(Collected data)
----
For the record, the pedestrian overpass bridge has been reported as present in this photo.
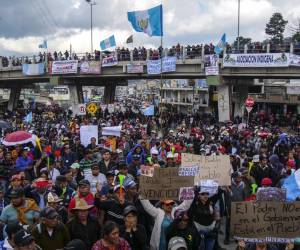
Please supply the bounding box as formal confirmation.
[1,55,300,118]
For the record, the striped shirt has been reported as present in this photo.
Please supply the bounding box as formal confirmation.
[79,158,98,177]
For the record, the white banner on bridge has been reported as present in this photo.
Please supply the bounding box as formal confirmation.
[22,63,45,76]
[289,54,300,67]
[147,56,176,74]
[51,60,78,74]
[223,53,290,67]
[102,54,118,67]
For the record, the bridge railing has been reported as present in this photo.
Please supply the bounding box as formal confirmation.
[1,42,300,71]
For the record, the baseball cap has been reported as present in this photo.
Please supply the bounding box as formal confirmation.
[123,205,138,216]
[150,148,159,155]
[168,236,187,250]
[78,179,90,187]
[8,188,24,198]
[253,155,260,163]
[106,170,115,177]
[261,177,272,186]
[14,230,35,247]
[40,207,59,219]
[125,180,137,189]
[5,222,23,238]
[64,239,87,250]
[70,163,80,169]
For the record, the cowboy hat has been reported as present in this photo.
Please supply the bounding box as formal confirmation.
[72,198,94,210]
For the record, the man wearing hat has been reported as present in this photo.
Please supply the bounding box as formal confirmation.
[46,192,67,224]
[31,207,70,250]
[95,184,131,225]
[2,222,23,250]
[28,178,52,210]
[0,187,40,226]
[13,229,42,250]
[67,198,101,249]
[84,163,107,195]
[119,205,148,250]
[15,147,33,172]
[68,179,96,216]
[168,236,188,250]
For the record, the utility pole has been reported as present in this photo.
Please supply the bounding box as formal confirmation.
[237,0,241,51]
[86,0,96,54]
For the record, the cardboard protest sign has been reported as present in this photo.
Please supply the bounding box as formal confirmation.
[140,167,194,200]
[178,165,199,176]
[231,201,300,240]
[140,165,155,177]
[181,154,231,186]
[178,187,195,201]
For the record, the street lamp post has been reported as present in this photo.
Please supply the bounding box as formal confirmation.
----
__TASK__
Return all lines from the entries that contain the string "bridge".

__OUTPUT BELOW__
For the record, the pedestrian overpass bridge has been reported as present in this photo.
For the record, the white banner on bridge has been reported as present in this photo.
For the record, the bridge railing has been reported as present in this photo.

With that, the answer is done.